● **WORK TO DO**: Please list each line in the rows below that contains the string "backpack". Case counts.

[Photo object pointing records]
━━━━━━━━━━

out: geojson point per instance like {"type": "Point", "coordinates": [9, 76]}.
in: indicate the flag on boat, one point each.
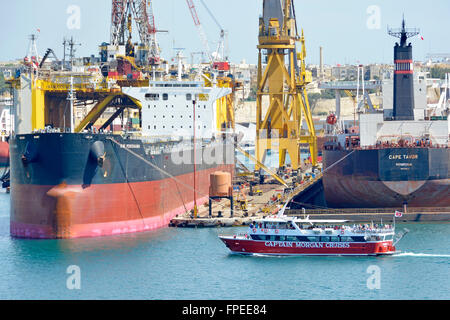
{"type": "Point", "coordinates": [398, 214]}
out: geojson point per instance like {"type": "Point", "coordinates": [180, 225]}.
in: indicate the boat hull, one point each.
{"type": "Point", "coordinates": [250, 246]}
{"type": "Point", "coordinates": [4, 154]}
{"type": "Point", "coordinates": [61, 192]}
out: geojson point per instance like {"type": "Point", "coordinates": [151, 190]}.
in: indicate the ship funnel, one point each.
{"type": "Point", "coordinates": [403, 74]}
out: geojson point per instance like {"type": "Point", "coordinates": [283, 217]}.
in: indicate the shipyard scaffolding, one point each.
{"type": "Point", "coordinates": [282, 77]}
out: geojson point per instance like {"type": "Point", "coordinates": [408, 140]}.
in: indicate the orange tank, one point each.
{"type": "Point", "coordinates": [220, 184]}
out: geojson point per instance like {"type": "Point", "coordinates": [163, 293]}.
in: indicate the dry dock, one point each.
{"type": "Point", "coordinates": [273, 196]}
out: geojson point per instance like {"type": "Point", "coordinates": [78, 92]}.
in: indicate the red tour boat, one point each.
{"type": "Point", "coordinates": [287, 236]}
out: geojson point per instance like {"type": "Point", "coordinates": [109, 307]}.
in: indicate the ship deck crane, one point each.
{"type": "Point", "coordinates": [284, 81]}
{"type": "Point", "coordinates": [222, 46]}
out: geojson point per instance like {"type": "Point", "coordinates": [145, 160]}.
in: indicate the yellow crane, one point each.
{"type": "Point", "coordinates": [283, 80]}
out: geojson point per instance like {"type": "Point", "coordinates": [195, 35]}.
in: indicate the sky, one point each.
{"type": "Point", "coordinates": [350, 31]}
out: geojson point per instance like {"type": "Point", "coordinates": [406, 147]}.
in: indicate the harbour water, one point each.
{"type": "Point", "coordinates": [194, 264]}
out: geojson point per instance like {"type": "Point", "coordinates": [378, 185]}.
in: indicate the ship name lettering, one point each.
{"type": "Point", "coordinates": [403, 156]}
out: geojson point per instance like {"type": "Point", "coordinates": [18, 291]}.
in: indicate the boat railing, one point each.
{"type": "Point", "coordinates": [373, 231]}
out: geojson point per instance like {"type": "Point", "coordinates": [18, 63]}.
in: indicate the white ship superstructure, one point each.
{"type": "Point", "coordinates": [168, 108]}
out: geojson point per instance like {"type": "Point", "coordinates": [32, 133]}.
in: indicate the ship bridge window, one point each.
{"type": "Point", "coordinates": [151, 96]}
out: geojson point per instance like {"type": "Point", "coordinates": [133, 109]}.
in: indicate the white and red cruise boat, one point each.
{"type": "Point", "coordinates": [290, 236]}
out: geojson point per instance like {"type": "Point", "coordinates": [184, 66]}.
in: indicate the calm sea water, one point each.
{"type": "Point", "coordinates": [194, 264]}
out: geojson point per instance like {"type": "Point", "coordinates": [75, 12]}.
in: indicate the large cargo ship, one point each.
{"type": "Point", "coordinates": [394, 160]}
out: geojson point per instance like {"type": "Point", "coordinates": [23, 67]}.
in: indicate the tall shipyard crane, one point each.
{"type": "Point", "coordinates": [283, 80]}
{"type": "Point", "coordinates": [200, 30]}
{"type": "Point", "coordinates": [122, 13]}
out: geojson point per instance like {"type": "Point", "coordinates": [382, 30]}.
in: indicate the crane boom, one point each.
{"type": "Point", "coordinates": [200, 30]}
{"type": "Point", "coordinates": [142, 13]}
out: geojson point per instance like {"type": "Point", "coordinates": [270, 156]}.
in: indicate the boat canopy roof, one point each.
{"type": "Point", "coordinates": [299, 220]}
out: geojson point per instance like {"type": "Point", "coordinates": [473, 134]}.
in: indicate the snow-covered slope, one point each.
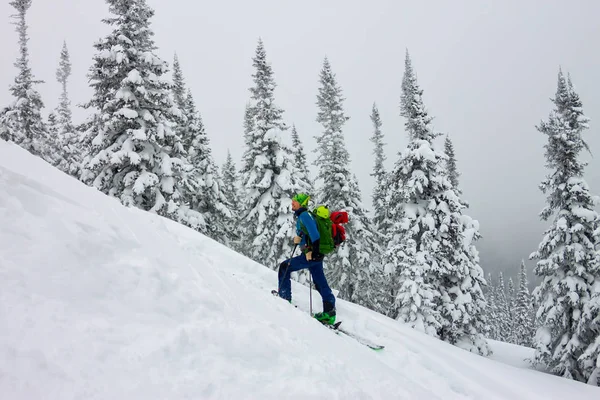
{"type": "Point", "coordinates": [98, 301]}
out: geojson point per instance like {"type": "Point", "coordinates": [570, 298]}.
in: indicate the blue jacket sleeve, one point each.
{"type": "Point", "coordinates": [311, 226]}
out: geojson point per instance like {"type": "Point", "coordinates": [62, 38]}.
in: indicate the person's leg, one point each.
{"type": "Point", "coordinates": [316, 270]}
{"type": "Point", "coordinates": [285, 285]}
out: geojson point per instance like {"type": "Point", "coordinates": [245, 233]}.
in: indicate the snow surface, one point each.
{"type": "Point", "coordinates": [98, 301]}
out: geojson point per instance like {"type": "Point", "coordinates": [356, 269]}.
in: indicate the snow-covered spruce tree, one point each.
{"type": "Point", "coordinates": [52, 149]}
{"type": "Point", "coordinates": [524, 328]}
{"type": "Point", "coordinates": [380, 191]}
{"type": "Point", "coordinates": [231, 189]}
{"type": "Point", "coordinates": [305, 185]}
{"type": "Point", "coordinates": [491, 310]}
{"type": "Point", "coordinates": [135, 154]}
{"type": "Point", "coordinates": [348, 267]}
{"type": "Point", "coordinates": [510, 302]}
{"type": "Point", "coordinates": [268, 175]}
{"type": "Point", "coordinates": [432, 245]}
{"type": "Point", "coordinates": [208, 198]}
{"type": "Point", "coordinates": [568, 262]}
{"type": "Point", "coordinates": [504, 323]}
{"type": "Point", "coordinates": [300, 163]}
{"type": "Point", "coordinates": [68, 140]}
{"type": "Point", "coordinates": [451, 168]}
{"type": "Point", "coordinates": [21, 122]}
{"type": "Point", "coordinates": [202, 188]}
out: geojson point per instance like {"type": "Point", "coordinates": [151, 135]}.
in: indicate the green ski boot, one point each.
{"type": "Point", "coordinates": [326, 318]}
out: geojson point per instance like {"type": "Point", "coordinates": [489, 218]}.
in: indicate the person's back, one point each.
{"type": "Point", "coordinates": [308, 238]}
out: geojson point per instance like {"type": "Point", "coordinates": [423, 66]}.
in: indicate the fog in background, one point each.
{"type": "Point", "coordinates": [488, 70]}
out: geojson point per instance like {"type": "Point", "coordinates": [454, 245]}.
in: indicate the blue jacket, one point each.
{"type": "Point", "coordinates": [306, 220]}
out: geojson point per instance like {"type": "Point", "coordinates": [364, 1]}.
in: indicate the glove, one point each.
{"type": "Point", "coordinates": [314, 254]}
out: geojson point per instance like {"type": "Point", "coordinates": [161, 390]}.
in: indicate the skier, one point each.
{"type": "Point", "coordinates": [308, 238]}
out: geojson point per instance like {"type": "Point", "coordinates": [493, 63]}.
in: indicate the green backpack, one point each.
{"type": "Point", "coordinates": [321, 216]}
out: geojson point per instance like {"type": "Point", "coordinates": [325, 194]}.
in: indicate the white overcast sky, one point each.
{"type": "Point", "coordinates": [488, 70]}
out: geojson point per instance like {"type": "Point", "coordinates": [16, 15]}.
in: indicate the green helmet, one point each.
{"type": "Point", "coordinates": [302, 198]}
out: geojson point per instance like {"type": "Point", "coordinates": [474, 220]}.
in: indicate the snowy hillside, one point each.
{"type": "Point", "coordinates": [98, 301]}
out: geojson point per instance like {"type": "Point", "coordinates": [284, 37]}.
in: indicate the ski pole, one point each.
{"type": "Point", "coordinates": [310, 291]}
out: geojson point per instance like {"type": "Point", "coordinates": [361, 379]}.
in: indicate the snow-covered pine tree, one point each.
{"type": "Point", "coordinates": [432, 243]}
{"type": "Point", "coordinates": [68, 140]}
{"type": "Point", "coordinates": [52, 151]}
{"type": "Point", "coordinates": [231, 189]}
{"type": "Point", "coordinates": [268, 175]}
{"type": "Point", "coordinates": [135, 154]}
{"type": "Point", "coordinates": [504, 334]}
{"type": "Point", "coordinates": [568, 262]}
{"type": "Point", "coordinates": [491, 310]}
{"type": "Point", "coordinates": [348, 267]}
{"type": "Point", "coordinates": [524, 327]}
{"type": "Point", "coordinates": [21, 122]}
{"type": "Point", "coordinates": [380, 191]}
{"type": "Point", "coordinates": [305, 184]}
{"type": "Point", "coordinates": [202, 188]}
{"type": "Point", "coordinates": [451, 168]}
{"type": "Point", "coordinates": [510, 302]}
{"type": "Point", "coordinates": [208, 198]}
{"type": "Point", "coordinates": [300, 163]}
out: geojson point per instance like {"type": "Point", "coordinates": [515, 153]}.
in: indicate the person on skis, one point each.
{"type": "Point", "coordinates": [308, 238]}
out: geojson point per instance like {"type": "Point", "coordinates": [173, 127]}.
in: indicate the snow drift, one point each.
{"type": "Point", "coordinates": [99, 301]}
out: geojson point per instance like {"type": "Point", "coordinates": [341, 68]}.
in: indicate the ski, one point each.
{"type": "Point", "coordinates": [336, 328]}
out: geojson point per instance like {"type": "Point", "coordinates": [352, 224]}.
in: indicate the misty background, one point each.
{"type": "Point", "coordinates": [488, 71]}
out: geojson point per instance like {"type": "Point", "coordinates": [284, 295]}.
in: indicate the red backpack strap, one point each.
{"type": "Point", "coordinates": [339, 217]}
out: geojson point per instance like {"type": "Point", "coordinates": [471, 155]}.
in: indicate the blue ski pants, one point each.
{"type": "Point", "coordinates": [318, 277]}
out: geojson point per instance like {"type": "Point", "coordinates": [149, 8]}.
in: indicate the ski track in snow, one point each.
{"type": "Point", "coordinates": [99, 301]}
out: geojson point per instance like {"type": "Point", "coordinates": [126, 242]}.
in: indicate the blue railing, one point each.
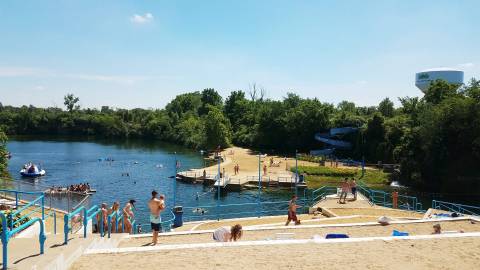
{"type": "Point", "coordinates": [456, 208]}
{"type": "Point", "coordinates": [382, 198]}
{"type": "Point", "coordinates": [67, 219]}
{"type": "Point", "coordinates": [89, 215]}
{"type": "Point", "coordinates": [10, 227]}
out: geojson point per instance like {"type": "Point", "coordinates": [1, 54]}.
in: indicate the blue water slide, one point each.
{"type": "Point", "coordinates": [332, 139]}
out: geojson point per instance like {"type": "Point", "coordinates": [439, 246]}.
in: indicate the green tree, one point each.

━━━━━━━━━━

● **SOLUTION TO THIS TASK**:
in: indicate the green backpack, one point each.
in: indicate the red backpack strap, one point each.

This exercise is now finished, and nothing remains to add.